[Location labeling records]
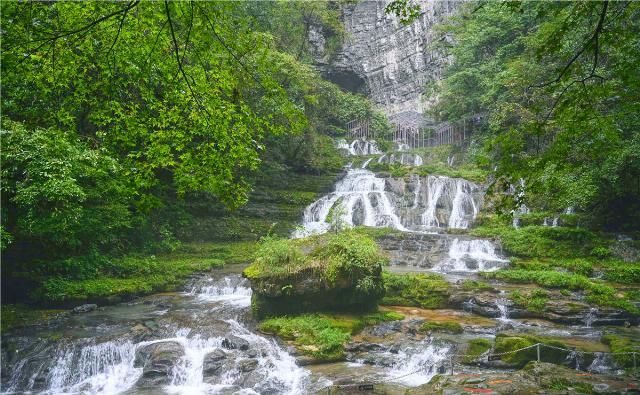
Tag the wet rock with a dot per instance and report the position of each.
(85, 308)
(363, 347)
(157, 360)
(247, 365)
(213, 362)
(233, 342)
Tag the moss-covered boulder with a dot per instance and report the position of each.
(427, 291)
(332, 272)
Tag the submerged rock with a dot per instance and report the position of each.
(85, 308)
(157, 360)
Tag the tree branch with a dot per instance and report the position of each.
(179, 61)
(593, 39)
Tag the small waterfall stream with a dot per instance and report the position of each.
---
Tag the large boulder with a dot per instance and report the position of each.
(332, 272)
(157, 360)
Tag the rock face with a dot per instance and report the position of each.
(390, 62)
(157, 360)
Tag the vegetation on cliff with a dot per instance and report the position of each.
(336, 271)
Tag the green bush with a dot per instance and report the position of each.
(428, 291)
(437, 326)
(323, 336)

- REQUIREMENTS: Edit the rows in the stretch from the line containing "Tag the moss-covered" through the line containing "Tag the small" so that "overhanging limb" stands in place of "tree branch", with all else unchanged. Return only those lines.

- COMPLETE RESPONSE:
Tag the moss-covered boulder with a dot per instance and report the position of each.
(427, 291)
(332, 272)
Tag the submerged rock with a dot per instance and report the position of each.
(85, 308)
(157, 360)
Tag the overhanging limb with a dot per instance and report the position of each.
(179, 61)
(593, 39)
Tag the small waterfall stream with a dot per instance and report the position of each.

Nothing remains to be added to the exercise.